#### Problem to solve:
Please check statements (a), (b) and (c) against the NumPy benchmark post and answer yes or no for each, quoting the exact words of the post that settle it. (a) Both matrices in the benchmark are 5000 by 5000. (b) The benchmark runs faster on the EC2 instance than on the Mac. (c) The laptop has 4 cores.

#### Passage given:
------------

I'm running an algorithm that is implemented in Python and uses NumPy. The most computationally expensive part of the algorithm involves solving a set of linear systems (i.e. a call to numpy.linalg.solve()
. I came up with this small benchmark:
import numpy as np
import time
# Create two large random matrices
a = np.random.randn(5000, 5000)
b = np.random.randn(5000, 5000)
t1 = time.time()
# That's the expensive call:
np.linalg.solve(a, b)
print time.time() - t1
I've been running this on:
- My laptop, a late 2013 MacBook Pro 15" with 4 cores at 2GHz (
sysctl -n machdep.cpu.brand_string
gives me Intel(R) Core(TM) i7-4750HQ CPU @ 2.00GHz) - An Amazon EC2
c3.xlarge
instance, with 4 vCPUs. Amazon advertises them as "High Frequency Intel Xeon E5-2680 v2 (Ivy Bridge) Processors"
Bottom line:
- On the Mac it runs in ~4.5 seconds
- On the EC2 instance it runs in ~19.5 seconds
I have tried it also on other OpenBLAS / Intel MKL based setups, and the runtime is always comparable to what I get on the EC2 instance (modulo the hardware config.)

------------

#### Data rows:
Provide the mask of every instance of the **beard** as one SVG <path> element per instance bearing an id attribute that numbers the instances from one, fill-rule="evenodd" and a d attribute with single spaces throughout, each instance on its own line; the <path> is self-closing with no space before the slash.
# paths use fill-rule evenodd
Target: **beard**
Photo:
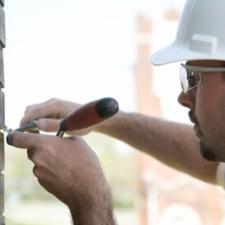
<path id="1" fill-rule="evenodd" d="M 202 155 L 202 157 L 208 161 L 216 161 L 216 156 L 215 154 L 213 153 L 213 149 L 210 148 L 202 139 L 201 137 L 203 138 L 204 135 L 201 131 L 201 128 L 200 128 L 200 125 L 199 125 L 199 122 L 198 122 L 198 119 L 197 117 L 195 116 L 194 112 L 191 110 L 189 112 L 189 118 L 191 120 L 192 123 L 195 124 L 195 127 L 196 129 L 198 130 L 198 136 L 199 136 L 199 150 L 200 150 L 200 153 Z"/>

------------

#### Answer in full:
(a) Yes: "a = np.random.randn(5000, 5000)" and "b = np.random.randn(5000, 5000)"
(b) No: "On the Mac it runs in ~4.5 seconds" and "On the EC2 instance it runs in ~19.5 seconds"
(c) Yes: "4 cores at 2GHz"